Selecting Hay for HorsesBy Kentucky Equine Research Staff · January 9, 2015
Hay is an important feedstuff for many horses. It’s a staple for stalled and dry-lotted horses that don’t have access to pasture. Horses that do have grazing space need supplemental hay if the forage is of low quality or in a dormant stage. Hay is also easy to take along as you and your horse travel to shows or events where no other forage will be available for a day or two.
To keep ingested material moving through the digestive tract, horses have a requirement for a certain amount of dietary fiber. Hay fulfills this need any time pasture access is restricted, but this fibrous material contributes much more than just a mechanical action. High-quality hay contains energy, protein, vitamins, and minerals that can make up a significant part of the equine dietary requirement.
To choose the right hay, you need to think about your horse’s total dietary management plan. Hay selection can be based on the horse’s nutritional needs, his body condition, and the other things he eats (pasture, grain, supplements).
Pregnant and lactating mares, stallions in an active breeding program, and young horses will probably benefit from the best-quality hay. This is usually a legume hay (clover, alfalfa (lucerne)) that offers high levels of energy, protein, and other nutrients. Calcium is particularly abundant in legume hay, making it a good choice for horses that are growing rapidly. Indigestible fiber is low in this type of hay so it is appetizing to horses and there is less waste than with a coarser hay.
For many horses with average body condition and a moderate exercise program, hay that contains a mixture of grass and legumes is a good choice. Mixed hay contains fewer calories and more indigestible fiber than legume hay, but it is still appetizing and nutritious if it is fresh and clean. This hay has less calcium and somewhat more phosphorus than alfalfa, but the amounts and ratios are well within acceptable ranges.
Grass hay is the best type for many mature, idle, overweight horses and those with some metabolic problems. Caloric level is lowest, though it may still be too high for safe use with horses that have insulin resistance. Obese horses can eat more of this hay without taking in the energy contained in a better-grade hay. Grass hay has the lowest levels of protein, energy, and other nutrients, so horses eating this hay may need to be given fortified grain or a balancer pellet to meet their vitamin and mineral requirements.
All hay for horses should be clean, sweet-smelling, and free of mold, dust, and excessive rough or stemmy vegetation. Horses should be given 1 to 2% of their body weight in hay or another forage each day. Owners need to monitor their horses’ body weights on a regular schedule and consider feeding a different type of hay if necessary to maintain an acceptable body condition. If horses tend to gain weight on a particular type of hay, gradually switching to a lower-quality hay is preferable to restricting the amount of a better type.

■ Given records:

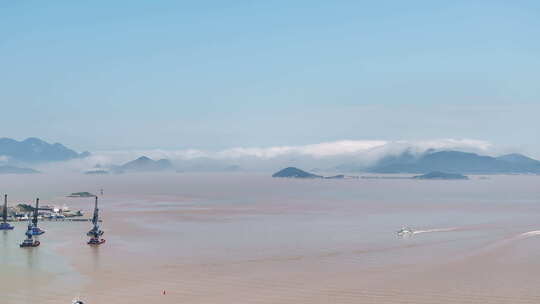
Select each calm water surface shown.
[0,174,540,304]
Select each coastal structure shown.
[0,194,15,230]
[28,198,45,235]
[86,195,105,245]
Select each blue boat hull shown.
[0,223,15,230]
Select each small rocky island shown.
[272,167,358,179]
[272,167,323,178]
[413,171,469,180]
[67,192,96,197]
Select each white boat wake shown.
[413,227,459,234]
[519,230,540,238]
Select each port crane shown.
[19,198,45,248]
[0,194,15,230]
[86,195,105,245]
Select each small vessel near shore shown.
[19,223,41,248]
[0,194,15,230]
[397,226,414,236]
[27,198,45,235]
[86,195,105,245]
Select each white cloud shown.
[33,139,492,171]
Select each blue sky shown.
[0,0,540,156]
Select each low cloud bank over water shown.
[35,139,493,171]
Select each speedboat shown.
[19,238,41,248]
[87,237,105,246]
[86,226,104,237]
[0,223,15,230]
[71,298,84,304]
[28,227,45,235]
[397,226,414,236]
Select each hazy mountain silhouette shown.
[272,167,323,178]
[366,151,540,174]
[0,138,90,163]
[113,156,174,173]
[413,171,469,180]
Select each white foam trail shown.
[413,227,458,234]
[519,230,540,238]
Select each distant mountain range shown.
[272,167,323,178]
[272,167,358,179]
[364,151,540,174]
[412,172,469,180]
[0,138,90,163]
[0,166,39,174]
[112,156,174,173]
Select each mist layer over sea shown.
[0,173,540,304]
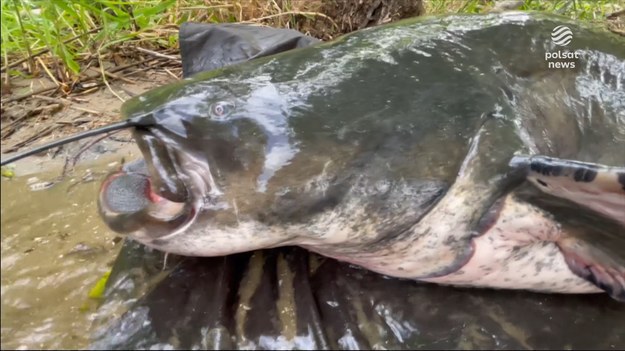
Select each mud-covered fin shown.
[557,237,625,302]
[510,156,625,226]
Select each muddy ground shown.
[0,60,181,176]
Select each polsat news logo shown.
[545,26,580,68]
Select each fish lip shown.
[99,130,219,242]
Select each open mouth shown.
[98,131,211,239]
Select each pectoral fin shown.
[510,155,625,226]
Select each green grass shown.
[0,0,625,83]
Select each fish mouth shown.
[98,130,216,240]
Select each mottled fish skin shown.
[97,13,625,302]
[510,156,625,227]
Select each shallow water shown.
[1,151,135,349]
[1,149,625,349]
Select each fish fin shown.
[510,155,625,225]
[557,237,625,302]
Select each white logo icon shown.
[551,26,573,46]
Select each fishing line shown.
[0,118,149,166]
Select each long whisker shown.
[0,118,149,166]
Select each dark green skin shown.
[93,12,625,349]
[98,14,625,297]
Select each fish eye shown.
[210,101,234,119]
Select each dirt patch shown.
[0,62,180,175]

■ Activity: Can you retype everything in the hay selection article from "For many horses with" down to "within acceptable ranges.", word for word? The material has no connection to the hay selection article.

■ Output of the exercise:
For many horses with average body condition and a moderate exercise program, hay that contains a mixture of grass and legumes is a good choice. Mixed hay contains fewer calories and more indigestible fiber than legume hay, but it is still appetizing and nutritious if it is fresh and clean. This hay has less calcium and somewhat more phosphorus than alfalfa, but the amounts and ratios are well within acceptable ranges.